> [DATASET EXCERPTS]:

==========

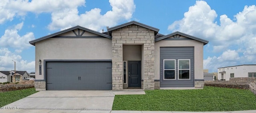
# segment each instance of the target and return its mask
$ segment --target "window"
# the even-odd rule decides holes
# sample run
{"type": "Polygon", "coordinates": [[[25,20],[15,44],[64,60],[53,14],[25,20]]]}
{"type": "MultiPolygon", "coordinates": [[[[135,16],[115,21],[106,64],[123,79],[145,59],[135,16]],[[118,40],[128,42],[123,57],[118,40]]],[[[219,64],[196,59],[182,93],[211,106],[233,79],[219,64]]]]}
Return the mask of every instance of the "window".
{"type": "Polygon", "coordinates": [[[20,81],[20,77],[15,77],[15,81],[20,81]]]}
{"type": "Polygon", "coordinates": [[[190,77],[190,59],[178,59],[178,79],[189,79],[190,77]]]}
{"type": "Polygon", "coordinates": [[[248,73],[248,77],[256,77],[256,73],[248,73]]]}
{"type": "Polygon", "coordinates": [[[175,79],[175,59],[164,59],[164,79],[175,79]]]}
{"type": "Polygon", "coordinates": [[[126,83],[126,61],[124,61],[124,83],[126,83]]]}

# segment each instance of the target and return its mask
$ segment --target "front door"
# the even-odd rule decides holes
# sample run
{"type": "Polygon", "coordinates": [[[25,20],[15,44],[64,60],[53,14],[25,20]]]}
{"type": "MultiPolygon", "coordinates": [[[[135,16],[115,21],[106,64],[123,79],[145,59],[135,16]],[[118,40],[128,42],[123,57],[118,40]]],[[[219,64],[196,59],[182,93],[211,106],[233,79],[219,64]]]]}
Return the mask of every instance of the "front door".
{"type": "Polygon", "coordinates": [[[140,61],[128,61],[128,87],[141,87],[140,61]]]}

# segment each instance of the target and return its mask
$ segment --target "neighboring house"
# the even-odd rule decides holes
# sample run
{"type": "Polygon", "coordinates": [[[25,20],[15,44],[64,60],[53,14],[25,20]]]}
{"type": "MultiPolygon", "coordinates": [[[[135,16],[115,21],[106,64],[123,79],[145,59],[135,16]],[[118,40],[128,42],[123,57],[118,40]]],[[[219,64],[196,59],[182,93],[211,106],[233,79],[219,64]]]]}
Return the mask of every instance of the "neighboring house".
{"type": "Polygon", "coordinates": [[[202,87],[203,46],[132,21],[100,33],[76,26],[35,40],[37,90],[202,87]]]}
{"type": "MultiPolygon", "coordinates": [[[[14,71],[11,70],[10,71],[0,71],[0,81],[1,81],[1,77],[6,76],[6,79],[4,82],[13,82],[14,81],[14,71]]],[[[27,71],[16,71],[15,73],[15,78],[16,82],[19,82],[22,81],[23,79],[27,77],[29,77],[29,74],[27,71]]],[[[4,79],[2,79],[3,80],[4,79]]],[[[0,82],[2,82],[0,81],[0,82]]]]}
{"type": "Polygon", "coordinates": [[[9,74],[9,71],[0,71],[0,82],[10,82],[9,74]]]}
{"type": "Polygon", "coordinates": [[[36,73],[30,73],[29,74],[29,76],[30,77],[36,78],[36,73]]]}
{"type": "Polygon", "coordinates": [[[213,73],[204,72],[204,79],[206,80],[214,80],[214,75],[213,73]]]}
{"type": "Polygon", "coordinates": [[[204,79],[206,80],[214,80],[214,74],[209,73],[208,69],[204,69],[204,79]]]}
{"type": "Polygon", "coordinates": [[[256,77],[256,65],[242,65],[218,68],[218,80],[230,77],[256,77]]]}

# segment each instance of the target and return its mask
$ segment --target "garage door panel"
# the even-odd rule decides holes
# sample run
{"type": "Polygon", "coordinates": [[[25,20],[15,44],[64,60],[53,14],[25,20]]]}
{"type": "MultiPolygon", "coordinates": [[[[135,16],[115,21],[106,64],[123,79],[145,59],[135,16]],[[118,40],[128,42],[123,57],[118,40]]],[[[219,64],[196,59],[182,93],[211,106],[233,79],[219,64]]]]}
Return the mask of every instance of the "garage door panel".
{"type": "Polygon", "coordinates": [[[47,90],[111,90],[111,62],[46,63],[47,90]]]}

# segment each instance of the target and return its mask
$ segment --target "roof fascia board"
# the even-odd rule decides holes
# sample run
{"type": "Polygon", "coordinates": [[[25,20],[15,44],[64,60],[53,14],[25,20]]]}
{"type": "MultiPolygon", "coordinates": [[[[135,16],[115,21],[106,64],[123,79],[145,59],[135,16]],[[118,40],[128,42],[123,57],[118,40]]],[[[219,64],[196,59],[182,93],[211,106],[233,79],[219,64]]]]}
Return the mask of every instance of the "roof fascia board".
{"type": "Polygon", "coordinates": [[[201,38],[196,38],[196,37],[195,37],[194,36],[190,36],[190,35],[189,35],[188,34],[185,34],[184,33],[182,33],[182,32],[175,32],[171,33],[171,34],[169,34],[168,35],[166,35],[166,36],[162,36],[162,37],[160,37],[160,38],[157,38],[157,39],[156,39],[156,40],[155,40],[155,42],[157,42],[157,41],[160,41],[161,40],[164,39],[166,38],[168,38],[168,37],[171,37],[171,36],[174,36],[174,35],[176,35],[176,34],[179,34],[179,35],[181,35],[181,36],[184,36],[185,37],[187,37],[187,38],[191,38],[191,39],[194,39],[194,40],[197,40],[197,41],[200,41],[201,42],[203,42],[204,43],[204,45],[208,44],[208,42],[209,42],[209,41],[207,41],[206,40],[203,40],[203,39],[202,39],[201,38]]]}
{"type": "Polygon", "coordinates": [[[84,28],[84,27],[80,26],[75,26],[75,27],[74,27],[69,28],[69,29],[67,29],[66,30],[62,30],[62,31],[61,31],[58,32],[53,34],[52,34],[48,35],[48,36],[44,36],[44,37],[42,37],[42,38],[39,38],[36,39],[36,40],[32,40],[32,41],[30,41],[29,42],[29,43],[30,44],[32,44],[32,45],[35,46],[36,42],[39,42],[40,41],[41,41],[41,40],[44,40],[48,38],[53,37],[54,36],[58,36],[58,35],[60,35],[60,34],[64,34],[64,33],[72,31],[72,30],[76,30],[76,29],[81,29],[81,30],[86,31],[87,31],[87,32],[92,33],[94,33],[94,34],[97,34],[97,35],[103,36],[104,37],[108,38],[110,38],[110,39],[111,39],[111,38],[112,38],[112,37],[111,37],[111,36],[108,36],[108,35],[106,35],[106,34],[102,34],[102,33],[100,33],[100,32],[96,32],[96,31],[94,31],[94,30],[90,30],[90,29],[85,28],[84,28]]]}
{"type": "Polygon", "coordinates": [[[122,24],[121,24],[120,25],[118,25],[114,27],[112,27],[111,28],[109,28],[108,29],[108,32],[111,32],[112,31],[113,31],[114,30],[115,30],[120,28],[122,28],[122,27],[125,27],[130,25],[132,25],[132,24],[134,24],[135,25],[137,25],[138,26],[142,26],[142,27],[144,27],[145,28],[148,28],[150,30],[153,30],[154,31],[155,31],[155,32],[156,32],[156,34],[157,34],[157,33],[158,33],[158,32],[159,31],[159,29],[154,28],[154,27],[152,27],[149,26],[148,26],[147,25],[145,25],[144,24],[143,24],[142,23],[140,23],[138,22],[137,22],[136,21],[131,21],[130,22],[128,22],[126,23],[124,23],[122,24]]]}

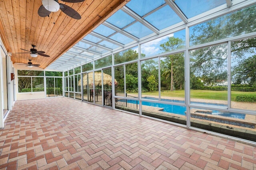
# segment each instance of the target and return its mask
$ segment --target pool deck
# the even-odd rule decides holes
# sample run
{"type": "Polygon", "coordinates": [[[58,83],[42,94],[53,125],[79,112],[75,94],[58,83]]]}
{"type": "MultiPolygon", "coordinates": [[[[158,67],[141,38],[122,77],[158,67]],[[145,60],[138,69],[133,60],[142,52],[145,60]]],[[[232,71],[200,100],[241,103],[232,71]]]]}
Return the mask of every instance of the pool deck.
{"type": "MultiPolygon", "coordinates": [[[[129,95],[132,96],[132,95],[129,94],[129,95]]],[[[142,95],[142,97],[151,97],[151,98],[158,98],[158,96],[150,96],[150,95],[142,95]]],[[[164,97],[164,99],[168,99],[168,100],[182,100],[184,101],[184,99],[182,98],[176,98],[176,97],[164,97]]],[[[223,101],[220,100],[206,100],[206,99],[191,99],[191,102],[202,102],[204,103],[213,103],[216,104],[224,104],[227,105],[228,102],[226,101],[223,101]]],[[[251,103],[247,103],[247,102],[231,102],[231,106],[232,108],[234,109],[243,109],[245,110],[255,110],[256,111],[256,104],[253,104],[251,103]]],[[[162,111],[162,110],[163,110],[162,108],[160,107],[157,107],[152,106],[143,106],[143,108],[142,108],[142,110],[147,110],[147,111],[150,111],[152,112],[154,112],[156,113],[166,113],[166,114],[170,114],[169,113],[165,112],[164,111],[162,111]]],[[[197,109],[198,110],[198,109],[197,109]]],[[[195,109],[191,109],[190,110],[190,113],[191,114],[195,114],[197,115],[200,115],[201,116],[203,116],[204,115],[206,115],[205,113],[197,113],[196,112],[196,110],[195,110],[195,109]]],[[[250,130],[254,130],[256,131],[256,115],[252,115],[248,114],[246,114],[244,113],[244,114],[246,114],[245,117],[244,119],[236,119],[232,117],[224,117],[223,116],[218,116],[216,115],[212,115],[210,114],[207,114],[207,116],[210,117],[216,117],[218,119],[222,119],[225,120],[228,120],[230,121],[238,121],[239,122],[241,122],[241,123],[249,123],[250,124],[253,124],[254,125],[254,129],[252,129],[251,128],[248,128],[247,127],[241,127],[239,126],[236,126],[234,125],[237,128],[242,128],[243,129],[250,129],[250,130]]],[[[182,115],[181,115],[182,116],[182,115]]],[[[185,116],[183,115],[183,116],[185,116]]],[[[215,121],[206,121],[204,120],[205,121],[209,121],[210,123],[215,123],[220,124],[223,124],[223,123],[220,123],[218,122],[216,122],[215,121]]]]}

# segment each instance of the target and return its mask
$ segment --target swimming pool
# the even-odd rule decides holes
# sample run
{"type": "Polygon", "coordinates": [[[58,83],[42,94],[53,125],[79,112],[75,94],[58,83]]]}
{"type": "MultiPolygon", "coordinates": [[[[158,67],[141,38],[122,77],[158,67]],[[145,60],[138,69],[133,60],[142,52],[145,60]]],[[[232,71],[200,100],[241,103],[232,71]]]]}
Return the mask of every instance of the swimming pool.
{"type": "MultiPolygon", "coordinates": [[[[153,98],[150,97],[144,97],[142,98],[144,99],[157,99],[153,98]]],[[[162,100],[162,101],[163,100],[162,100]]],[[[175,102],[179,101],[178,102],[184,103],[184,101],[177,100],[171,100],[168,99],[165,99],[164,101],[168,102],[175,102]]],[[[127,102],[128,103],[135,103],[135,100],[127,100],[127,102]]],[[[200,103],[200,102],[194,102],[192,103],[196,103],[198,104],[205,104],[208,105],[215,106],[224,106],[226,105],[221,104],[215,104],[212,103],[200,103]]],[[[135,103],[136,104],[136,103],[135,103]]],[[[154,103],[149,102],[142,102],[142,105],[144,106],[148,106],[152,107],[160,107],[163,108],[163,110],[161,110],[162,111],[166,112],[171,113],[173,113],[178,114],[181,115],[186,115],[185,112],[186,110],[186,108],[185,106],[180,106],[172,105],[170,104],[164,104],[161,103],[154,103]]],[[[245,114],[239,113],[238,113],[233,112],[228,112],[221,111],[218,110],[211,110],[212,112],[212,115],[218,115],[219,116],[224,116],[228,117],[233,117],[237,119],[244,119],[245,117],[245,114]]]]}

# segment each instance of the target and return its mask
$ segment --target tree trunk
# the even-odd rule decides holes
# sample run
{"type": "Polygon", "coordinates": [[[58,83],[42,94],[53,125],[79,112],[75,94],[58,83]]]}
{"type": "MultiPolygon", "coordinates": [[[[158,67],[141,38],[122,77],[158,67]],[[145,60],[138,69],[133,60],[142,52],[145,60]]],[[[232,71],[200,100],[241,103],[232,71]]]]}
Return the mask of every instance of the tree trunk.
{"type": "Polygon", "coordinates": [[[171,91],[173,91],[173,72],[172,72],[172,63],[171,65],[171,91]]]}

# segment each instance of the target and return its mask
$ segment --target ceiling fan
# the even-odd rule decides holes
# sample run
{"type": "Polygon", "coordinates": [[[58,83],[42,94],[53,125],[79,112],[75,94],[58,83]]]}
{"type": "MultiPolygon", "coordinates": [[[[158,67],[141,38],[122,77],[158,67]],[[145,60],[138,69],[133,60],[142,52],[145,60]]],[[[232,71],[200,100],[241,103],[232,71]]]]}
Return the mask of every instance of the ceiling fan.
{"type": "MultiPolygon", "coordinates": [[[[77,3],[85,0],[62,0],[63,2],[70,3],[77,3]]],[[[76,20],[80,20],[81,16],[74,9],[63,4],[58,2],[58,0],[42,0],[42,5],[38,9],[38,14],[41,17],[45,17],[51,12],[56,12],[60,9],[70,17],[76,20]]]]}
{"type": "MultiPolygon", "coordinates": [[[[31,68],[33,66],[35,67],[39,67],[39,66],[40,65],[40,64],[32,64],[32,63],[31,63],[31,60],[28,60],[28,61],[29,61],[29,62],[28,63],[28,64],[27,64],[26,65],[26,66],[27,66],[28,67],[31,68]]],[[[24,65],[24,64],[18,64],[18,65],[24,65]]]]}
{"type": "Polygon", "coordinates": [[[20,49],[22,50],[25,50],[25,51],[28,51],[29,53],[16,53],[18,54],[24,54],[24,53],[30,53],[30,56],[32,57],[37,57],[37,55],[40,55],[42,56],[49,57],[50,56],[48,55],[46,55],[46,54],[44,54],[45,53],[44,51],[38,51],[36,49],[35,49],[35,47],[36,46],[35,45],[32,45],[32,47],[33,47],[32,49],[30,49],[30,51],[29,51],[28,50],[25,50],[25,49],[20,49]]]}

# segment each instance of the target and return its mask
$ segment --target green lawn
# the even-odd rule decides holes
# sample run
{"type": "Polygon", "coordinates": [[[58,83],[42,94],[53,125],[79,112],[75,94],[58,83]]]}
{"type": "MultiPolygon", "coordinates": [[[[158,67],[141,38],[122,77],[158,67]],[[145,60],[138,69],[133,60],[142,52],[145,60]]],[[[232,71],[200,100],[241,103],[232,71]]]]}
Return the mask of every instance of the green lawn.
{"type": "MultiPolygon", "coordinates": [[[[158,96],[158,92],[150,92],[142,93],[142,95],[158,96]]],[[[214,91],[203,90],[191,90],[190,95],[191,98],[197,99],[204,99],[211,100],[227,100],[228,91],[214,91]]],[[[246,95],[256,97],[256,92],[243,92],[231,91],[231,100],[235,101],[236,96],[246,95]]],[[[184,90],[174,90],[171,92],[170,90],[164,90],[161,92],[162,96],[171,96],[176,97],[184,97],[184,90]]]]}

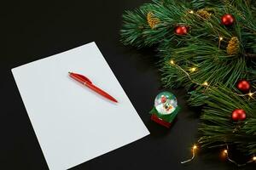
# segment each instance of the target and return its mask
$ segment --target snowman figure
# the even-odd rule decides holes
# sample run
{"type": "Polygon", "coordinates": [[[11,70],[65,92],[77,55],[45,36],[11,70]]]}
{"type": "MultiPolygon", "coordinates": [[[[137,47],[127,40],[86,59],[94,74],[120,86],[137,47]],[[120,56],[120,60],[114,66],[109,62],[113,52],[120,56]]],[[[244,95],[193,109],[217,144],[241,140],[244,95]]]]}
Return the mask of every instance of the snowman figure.
{"type": "Polygon", "coordinates": [[[178,106],[174,94],[170,92],[162,92],[154,99],[154,106],[150,111],[151,120],[170,128],[177,111],[178,106]]]}

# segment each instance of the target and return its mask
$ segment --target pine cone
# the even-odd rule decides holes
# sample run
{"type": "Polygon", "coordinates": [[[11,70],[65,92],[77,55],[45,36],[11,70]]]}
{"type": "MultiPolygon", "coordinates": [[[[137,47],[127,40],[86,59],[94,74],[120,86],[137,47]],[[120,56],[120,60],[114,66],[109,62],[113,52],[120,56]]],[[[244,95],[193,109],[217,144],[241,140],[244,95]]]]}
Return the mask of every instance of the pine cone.
{"type": "Polygon", "coordinates": [[[204,8],[199,9],[198,11],[196,11],[196,14],[199,14],[203,19],[209,19],[212,14],[204,8]]]}
{"type": "Polygon", "coordinates": [[[237,37],[233,37],[228,44],[227,54],[230,55],[237,54],[239,52],[239,40],[237,37]]]}
{"type": "Polygon", "coordinates": [[[158,18],[154,17],[152,12],[148,13],[147,20],[148,20],[148,26],[152,29],[154,29],[154,26],[160,23],[160,20],[158,18]]]}

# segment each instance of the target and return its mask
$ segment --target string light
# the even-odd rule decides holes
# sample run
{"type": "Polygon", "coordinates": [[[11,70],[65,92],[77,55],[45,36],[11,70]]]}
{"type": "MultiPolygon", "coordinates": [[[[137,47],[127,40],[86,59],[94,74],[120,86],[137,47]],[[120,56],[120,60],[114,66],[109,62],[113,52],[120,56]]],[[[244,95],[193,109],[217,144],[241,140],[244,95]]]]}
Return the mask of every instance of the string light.
{"type": "MultiPolygon", "coordinates": [[[[195,82],[194,80],[192,80],[192,78],[190,77],[190,75],[189,73],[188,73],[186,71],[184,71],[181,66],[179,66],[178,65],[175,64],[174,60],[170,60],[170,64],[172,65],[175,65],[176,67],[177,67],[179,70],[181,70],[182,71],[183,71],[188,78],[190,80],[190,82],[192,83],[195,83],[195,84],[197,84],[199,86],[204,86],[204,87],[207,87],[207,89],[208,89],[208,88],[210,88],[210,85],[207,82],[204,82],[203,83],[199,83],[199,82],[195,82]]],[[[192,67],[189,69],[189,71],[190,72],[195,72],[195,71],[197,70],[197,68],[195,67],[192,67]]],[[[234,93],[234,92],[231,92],[232,94],[236,94],[236,95],[238,95],[238,96],[241,96],[241,97],[244,97],[244,96],[249,96],[250,98],[253,99],[253,95],[256,94],[256,91],[252,93],[248,93],[248,94],[236,94],[236,93],[234,93]]]]}
{"type": "Polygon", "coordinates": [[[219,37],[219,41],[222,41],[223,40],[223,37],[219,37]]]}
{"type": "Polygon", "coordinates": [[[235,162],[234,160],[232,160],[232,159],[230,159],[229,157],[229,146],[227,145],[226,147],[227,147],[227,149],[225,149],[225,150],[223,150],[223,155],[227,157],[227,159],[229,160],[229,162],[234,163],[237,167],[243,167],[243,166],[246,166],[248,163],[251,163],[251,162],[253,162],[256,161],[256,156],[253,156],[253,158],[251,160],[247,161],[246,163],[239,164],[239,163],[237,163],[236,162],[235,162]]]}
{"type": "Polygon", "coordinates": [[[209,86],[208,82],[205,82],[204,83],[202,83],[203,86],[209,86]]]}
{"type": "MultiPolygon", "coordinates": [[[[235,93],[236,94],[236,93],[235,93]]],[[[253,95],[256,94],[256,91],[252,93],[252,92],[249,92],[248,94],[236,94],[236,95],[238,96],[249,96],[250,98],[253,99],[253,95]]]]}
{"type": "Polygon", "coordinates": [[[194,146],[192,147],[192,157],[190,159],[186,160],[186,161],[181,162],[181,163],[188,163],[189,162],[192,162],[195,158],[196,150],[197,150],[197,146],[195,144],[194,144],[194,146]]]}
{"type": "Polygon", "coordinates": [[[190,72],[195,72],[196,71],[196,68],[195,67],[192,67],[189,69],[190,72]]]}
{"type": "Polygon", "coordinates": [[[171,65],[174,65],[174,60],[171,60],[170,63],[171,63],[171,65]]]}
{"type": "Polygon", "coordinates": [[[218,49],[220,48],[220,42],[223,41],[223,37],[218,37],[218,49]]]}

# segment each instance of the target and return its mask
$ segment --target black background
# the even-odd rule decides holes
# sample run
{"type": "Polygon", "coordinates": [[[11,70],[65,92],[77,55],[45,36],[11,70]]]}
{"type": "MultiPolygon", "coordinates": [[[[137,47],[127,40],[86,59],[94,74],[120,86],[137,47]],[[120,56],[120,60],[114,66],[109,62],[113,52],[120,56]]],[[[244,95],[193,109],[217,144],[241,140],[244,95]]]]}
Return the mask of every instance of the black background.
{"type": "MultiPolygon", "coordinates": [[[[48,169],[10,69],[92,41],[151,134],[73,170],[238,168],[221,159],[220,150],[199,151],[193,162],[180,164],[190,156],[190,147],[196,141],[200,113],[187,105],[183,89],[172,90],[182,110],[170,129],[149,120],[154,97],[164,89],[154,52],[138,51],[119,41],[124,10],[146,2],[149,1],[19,1],[1,5],[0,169],[48,169]]],[[[253,169],[253,166],[240,169],[253,169]]]]}

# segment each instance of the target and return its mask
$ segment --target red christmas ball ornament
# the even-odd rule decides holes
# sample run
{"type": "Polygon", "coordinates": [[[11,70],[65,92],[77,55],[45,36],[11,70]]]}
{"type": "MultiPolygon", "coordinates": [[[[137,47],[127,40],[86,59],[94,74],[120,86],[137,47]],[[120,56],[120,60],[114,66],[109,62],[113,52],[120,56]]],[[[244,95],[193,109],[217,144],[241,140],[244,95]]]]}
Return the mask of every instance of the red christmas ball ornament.
{"type": "Polygon", "coordinates": [[[167,100],[166,97],[166,96],[161,96],[161,102],[164,104],[166,103],[166,101],[167,100]]]}
{"type": "Polygon", "coordinates": [[[247,114],[242,109],[235,109],[232,111],[233,121],[244,121],[247,118],[247,114]]]}
{"type": "Polygon", "coordinates": [[[231,26],[235,22],[235,18],[230,14],[226,14],[221,17],[221,23],[226,26],[231,26]]]}
{"type": "Polygon", "coordinates": [[[175,33],[177,35],[188,34],[189,28],[187,26],[176,26],[175,33]]]}
{"type": "Polygon", "coordinates": [[[241,92],[248,92],[251,88],[251,84],[247,80],[241,80],[237,82],[236,88],[241,92]]]}

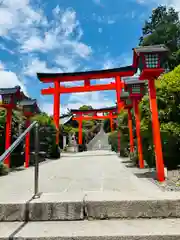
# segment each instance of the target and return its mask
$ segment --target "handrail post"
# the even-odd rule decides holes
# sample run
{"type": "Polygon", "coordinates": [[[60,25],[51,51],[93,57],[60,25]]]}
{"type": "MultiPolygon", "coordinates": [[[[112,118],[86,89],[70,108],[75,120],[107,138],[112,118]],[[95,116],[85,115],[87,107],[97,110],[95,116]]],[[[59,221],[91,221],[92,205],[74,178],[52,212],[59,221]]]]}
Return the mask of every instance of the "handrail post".
{"type": "Polygon", "coordinates": [[[35,168],[34,168],[34,197],[39,192],[39,124],[35,125],[35,168]]]}

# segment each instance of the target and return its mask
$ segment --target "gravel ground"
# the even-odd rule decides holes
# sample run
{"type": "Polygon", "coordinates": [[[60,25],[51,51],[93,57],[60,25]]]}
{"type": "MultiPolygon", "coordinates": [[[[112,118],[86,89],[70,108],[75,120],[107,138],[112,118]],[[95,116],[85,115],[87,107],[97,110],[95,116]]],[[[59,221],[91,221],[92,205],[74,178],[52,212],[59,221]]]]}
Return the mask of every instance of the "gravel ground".
{"type": "Polygon", "coordinates": [[[168,171],[167,179],[164,183],[154,180],[164,191],[180,191],[180,170],[168,171]]]}

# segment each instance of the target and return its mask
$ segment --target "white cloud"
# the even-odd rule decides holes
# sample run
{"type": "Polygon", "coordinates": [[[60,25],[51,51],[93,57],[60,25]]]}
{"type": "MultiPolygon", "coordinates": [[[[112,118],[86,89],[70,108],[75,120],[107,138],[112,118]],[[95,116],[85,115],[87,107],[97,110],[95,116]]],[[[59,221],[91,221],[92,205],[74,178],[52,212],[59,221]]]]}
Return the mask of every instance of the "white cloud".
{"type": "Polygon", "coordinates": [[[44,72],[44,73],[55,73],[55,72],[62,72],[60,68],[49,68],[45,61],[40,61],[38,58],[34,58],[30,61],[24,69],[24,75],[26,76],[36,76],[37,72],[44,72]]]}
{"type": "Polygon", "coordinates": [[[25,26],[42,20],[40,11],[34,10],[29,0],[2,1],[0,8],[0,36],[7,35],[15,29],[22,30],[25,26]]]}
{"type": "Polygon", "coordinates": [[[0,88],[10,88],[15,86],[20,86],[22,91],[27,94],[26,87],[24,84],[18,79],[17,75],[11,71],[1,70],[0,68],[0,88]]]}
{"type": "Polygon", "coordinates": [[[80,66],[80,64],[78,64],[73,58],[68,58],[62,55],[57,56],[55,62],[65,72],[74,72],[80,66]]]}
{"type": "Polygon", "coordinates": [[[155,5],[167,5],[174,7],[177,11],[180,11],[180,1],[179,0],[136,0],[139,4],[155,4],[155,5]]]}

==========

> [GOAL]: Pull out every line above that contains the string "front" and copy each of them in full.

> [PROBLEM SOLUTION]:
$ segment --target "front door"
Return the mask of every instance of the "front door".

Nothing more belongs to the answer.